>>>>

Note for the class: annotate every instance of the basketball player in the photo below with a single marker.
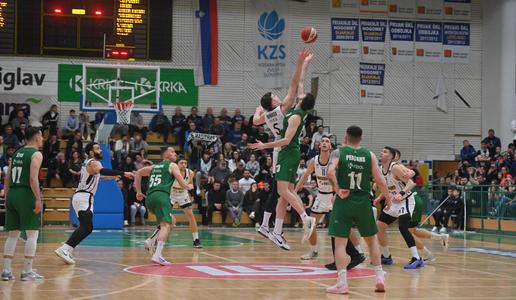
(351, 172)
(82, 200)
(324, 201)
(272, 112)
(23, 204)
(400, 185)
(182, 198)
(162, 177)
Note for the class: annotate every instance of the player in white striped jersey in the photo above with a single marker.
(82, 200)
(272, 112)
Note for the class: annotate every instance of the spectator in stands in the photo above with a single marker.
(253, 165)
(220, 173)
(50, 149)
(71, 125)
(20, 132)
(468, 153)
(234, 202)
(492, 142)
(250, 198)
(207, 121)
(84, 125)
(138, 145)
(6, 157)
(235, 159)
(246, 182)
(58, 169)
(10, 139)
(161, 125)
(216, 198)
(235, 135)
(50, 120)
(74, 168)
(20, 118)
(225, 119)
(483, 154)
(74, 143)
(136, 124)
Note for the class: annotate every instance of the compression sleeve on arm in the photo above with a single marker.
(110, 172)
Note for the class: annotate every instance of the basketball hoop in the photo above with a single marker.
(123, 111)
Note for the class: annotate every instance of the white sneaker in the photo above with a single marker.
(444, 240)
(65, 255)
(308, 228)
(279, 241)
(310, 255)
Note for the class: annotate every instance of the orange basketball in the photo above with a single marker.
(309, 34)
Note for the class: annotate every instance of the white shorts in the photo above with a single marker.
(82, 201)
(323, 203)
(404, 207)
(181, 198)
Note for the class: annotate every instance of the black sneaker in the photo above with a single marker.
(331, 266)
(355, 261)
(197, 244)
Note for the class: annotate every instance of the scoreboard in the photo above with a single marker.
(82, 27)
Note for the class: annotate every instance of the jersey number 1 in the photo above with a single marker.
(355, 180)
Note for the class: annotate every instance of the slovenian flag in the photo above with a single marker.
(207, 43)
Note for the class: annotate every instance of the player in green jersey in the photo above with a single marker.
(286, 168)
(351, 173)
(161, 178)
(23, 204)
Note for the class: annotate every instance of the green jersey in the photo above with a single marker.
(354, 170)
(20, 167)
(294, 143)
(160, 178)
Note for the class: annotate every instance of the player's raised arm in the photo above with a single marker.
(35, 165)
(292, 90)
(379, 180)
(293, 124)
(304, 177)
(174, 170)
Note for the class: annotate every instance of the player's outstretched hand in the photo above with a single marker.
(37, 208)
(140, 196)
(257, 146)
(343, 193)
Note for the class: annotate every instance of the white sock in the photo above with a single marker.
(27, 265)
(385, 251)
(413, 251)
(342, 277)
(278, 226)
(159, 249)
(266, 218)
(378, 270)
(7, 264)
(436, 236)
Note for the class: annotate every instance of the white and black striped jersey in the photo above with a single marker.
(88, 183)
(321, 175)
(394, 186)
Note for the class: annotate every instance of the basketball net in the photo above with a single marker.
(123, 111)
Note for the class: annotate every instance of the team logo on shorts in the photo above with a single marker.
(262, 271)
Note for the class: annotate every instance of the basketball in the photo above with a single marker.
(309, 34)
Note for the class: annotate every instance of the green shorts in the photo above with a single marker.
(20, 210)
(286, 168)
(416, 214)
(158, 203)
(356, 209)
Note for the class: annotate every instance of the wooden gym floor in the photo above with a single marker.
(101, 260)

<<<<

▶ _WHAT THE TASK ASKS_:
Write out every record exactly. Leave the pictures out.

▶ _SOLUTION FOR THIS EXERCISE_:
Note for the class: annotate every instance of the basketball player in the photo below with a single marker.
(351, 172)
(82, 200)
(324, 201)
(272, 112)
(23, 204)
(400, 185)
(182, 198)
(162, 177)
Note for the class: annotate every instance of the player in white striped jersey in the photo above with a single marker.
(82, 200)
(272, 112)
Note for the class: annotate every instance of the spectator in stands in the photo above with a single marker.
(253, 165)
(220, 173)
(50, 149)
(71, 125)
(20, 132)
(468, 153)
(234, 202)
(492, 142)
(250, 198)
(207, 121)
(84, 125)
(138, 145)
(6, 157)
(235, 159)
(246, 182)
(58, 169)
(10, 139)
(161, 125)
(216, 198)
(235, 135)
(50, 120)
(74, 168)
(20, 118)
(225, 119)
(483, 154)
(74, 143)
(136, 124)
Note for the class: annotate every instance of the compression sleeve on arm in the photo above with a single marker.
(110, 172)
Note for the class: annotate every instance of the basketball hoop in the photo above with a single marker.
(123, 111)
Note for the class: annotate every instance of the white sneaker in the photo above with a single marker.
(444, 240)
(65, 255)
(308, 228)
(279, 241)
(310, 255)
Note for the class: annotate every instance of the orange basketball in the photo above with a single marker.
(309, 34)
Note for the class: annotate every instance of the white shorts in the photo above with a single marker.
(82, 201)
(323, 203)
(404, 207)
(181, 198)
Note for the class: annotate every instance of the black sneaker in the photo above with a single marker.
(331, 266)
(355, 261)
(197, 244)
Note for the class: annotate every instance of the scoreboard in the photo above with a single marker.
(82, 27)
Note for the class: annotate every instance of the jersey number 1 in the photo above with a single marker.
(355, 180)
Note for the class: annotate every instance of the slovenian flag in the photo above with a single marker.
(207, 43)
Note for the class: annotate every instance of the player in green jersey in the photo above with a single marker.
(286, 168)
(351, 173)
(161, 178)
(23, 204)
Note for the class: annotate every instance of the green jersey in the photo above with a single marker.
(354, 170)
(20, 167)
(294, 143)
(160, 178)
Note for the class: annotate every instance of the player's raised arm in the photo above with a single marker.
(35, 165)
(292, 90)
(379, 180)
(293, 124)
(304, 177)
(174, 170)
Note for the class: annotate every instance of the player's outstretched hand in the photo above with a single marker.
(37, 208)
(140, 196)
(257, 146)
(343, 193)
Note for the class: annotate every instance of the white sock in the photo above with a single marker.
(27, 265)
(385, 251)
(413, 251)
(342, 277)
(278, 226)
(159, 249)
(266, 218)
(378, 270)
(7, 264)
(436, 236)
Note for the class: annotate every instance of the white and black striped jersey in the photo above with a single marker.
(88, 183)
(321, 175)
(394, 186)
Note for the class: annotate every instance of the basketball net in the photo above with a single marker.
(123, 111)
Note for the class: annotate every instance of the team logo on shorts in the photo above with a single marker.
(262, 271)
Note for the class: annotate every instance of the basketball in the photo above with a single marker.
(309, 34)
Note for the class: annotate every instance of the green shorts in the photo above with a single marker.
(20, 210)
(286, 168)
(416, 214)
(158, 203)
(356, 209)
Note for the class: annotate every instance of the wooden gym floor in the photo above with a single marker.
(101, 260)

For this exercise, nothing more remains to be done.